GIVEN PASSAGE |
= = = =
If you want optimize way means use TOP Keyword, So the nth max and min salaries query as follows but the queries look like a tricky as in reverse order by using aggregate function names:

N maximum salary:

SELECT MIN(EmpSalary)
FROM Salary
WHERE EmpSalary IN(SELECT TOP N EmpSalary FROM Salary ORDER BY EmpSalary DESC) 

for Ex: 3 maximum salary:

SELECT MIN(EmpSalary)
FROM Salary
WHERE EmpSalary IN(SELECT TOP 3 EmpSalary FROM Salary ORDER BY EmpSalary DESC) 

N minimum salary:

SELECT MAX(EmpSalary)
FROM Salary
WHERE EmpSalary IN(SELECT TOP N EmpSalary FROM Salary ORDER BY EmpSalary ASC)

for Ex: 3 minimum salary:

SELECT MAX(EmpSalary)
FROM Salary
WHERE EmpSalary IN(SELECT TOP 3 EmpSalary FROM Salary ORDER BY EmpSalary ASC)

Answer 9

Try this code :-

SELECT *
   FROM one one1
   WHERE ( n ) = ( SELECT COUNT( one2.salary )
                   FROM one one2
                   WHERE one2.salary >= one1.salary
                 )
= = = =
ROWS |
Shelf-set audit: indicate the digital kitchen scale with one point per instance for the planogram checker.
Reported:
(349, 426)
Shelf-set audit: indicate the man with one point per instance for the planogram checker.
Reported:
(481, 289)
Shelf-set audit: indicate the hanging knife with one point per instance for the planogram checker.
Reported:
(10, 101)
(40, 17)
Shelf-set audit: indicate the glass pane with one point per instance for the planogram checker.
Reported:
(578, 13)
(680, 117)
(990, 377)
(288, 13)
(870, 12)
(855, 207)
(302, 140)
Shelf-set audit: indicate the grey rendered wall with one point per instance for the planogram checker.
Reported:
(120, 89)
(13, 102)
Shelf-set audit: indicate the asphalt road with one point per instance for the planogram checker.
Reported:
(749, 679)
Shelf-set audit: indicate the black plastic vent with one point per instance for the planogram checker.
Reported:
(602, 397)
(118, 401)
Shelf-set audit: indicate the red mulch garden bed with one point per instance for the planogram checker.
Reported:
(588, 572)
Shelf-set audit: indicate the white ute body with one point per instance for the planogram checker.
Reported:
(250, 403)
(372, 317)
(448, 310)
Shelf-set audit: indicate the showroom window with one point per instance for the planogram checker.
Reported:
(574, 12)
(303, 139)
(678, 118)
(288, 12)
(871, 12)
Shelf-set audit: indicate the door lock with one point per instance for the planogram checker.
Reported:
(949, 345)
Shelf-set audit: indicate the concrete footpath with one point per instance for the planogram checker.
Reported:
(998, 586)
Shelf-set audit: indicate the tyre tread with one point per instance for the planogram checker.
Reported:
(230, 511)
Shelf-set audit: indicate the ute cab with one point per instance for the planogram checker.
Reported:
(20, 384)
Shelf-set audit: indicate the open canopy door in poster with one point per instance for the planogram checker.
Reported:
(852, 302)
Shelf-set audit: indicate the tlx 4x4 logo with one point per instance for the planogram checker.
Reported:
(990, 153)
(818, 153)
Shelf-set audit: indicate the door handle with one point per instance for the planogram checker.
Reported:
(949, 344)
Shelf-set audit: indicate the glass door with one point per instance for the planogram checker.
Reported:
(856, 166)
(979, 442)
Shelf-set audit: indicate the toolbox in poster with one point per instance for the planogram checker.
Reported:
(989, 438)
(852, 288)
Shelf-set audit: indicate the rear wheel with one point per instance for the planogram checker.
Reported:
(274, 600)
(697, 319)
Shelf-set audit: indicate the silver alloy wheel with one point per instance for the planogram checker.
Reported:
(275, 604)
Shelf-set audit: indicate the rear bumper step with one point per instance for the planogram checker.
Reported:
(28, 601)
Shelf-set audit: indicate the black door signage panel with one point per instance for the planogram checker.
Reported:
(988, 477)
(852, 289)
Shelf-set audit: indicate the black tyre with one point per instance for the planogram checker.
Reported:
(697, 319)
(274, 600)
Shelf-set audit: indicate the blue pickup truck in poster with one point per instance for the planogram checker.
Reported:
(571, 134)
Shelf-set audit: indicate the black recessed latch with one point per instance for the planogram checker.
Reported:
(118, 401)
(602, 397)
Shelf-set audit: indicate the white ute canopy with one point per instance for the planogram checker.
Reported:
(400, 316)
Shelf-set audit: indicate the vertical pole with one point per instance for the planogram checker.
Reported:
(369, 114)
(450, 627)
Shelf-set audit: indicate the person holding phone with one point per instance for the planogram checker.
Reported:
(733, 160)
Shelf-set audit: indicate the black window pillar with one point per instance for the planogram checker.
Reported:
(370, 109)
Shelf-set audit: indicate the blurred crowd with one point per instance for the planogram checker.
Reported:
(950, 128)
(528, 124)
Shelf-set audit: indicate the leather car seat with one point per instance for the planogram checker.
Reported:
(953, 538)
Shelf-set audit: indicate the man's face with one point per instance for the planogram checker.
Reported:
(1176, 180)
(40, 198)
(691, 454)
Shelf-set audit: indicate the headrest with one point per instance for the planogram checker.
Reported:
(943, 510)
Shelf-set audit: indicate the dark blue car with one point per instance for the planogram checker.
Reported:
= = = =
Answer these questions about the salary query text:
(a) In the query under "N maximum salary:", which aggregate function is applied to EmpSalary?
(b) In the query under "N minimum salary:", in which direction does the inner subquery sort EmpSalary?
(c) In the code after "Try this code :-", which comparison operator compares one2.salary with one1.salary?

TASK RESPONSE |
(a) MIN
(b) Ascending (ASC)
(c) >=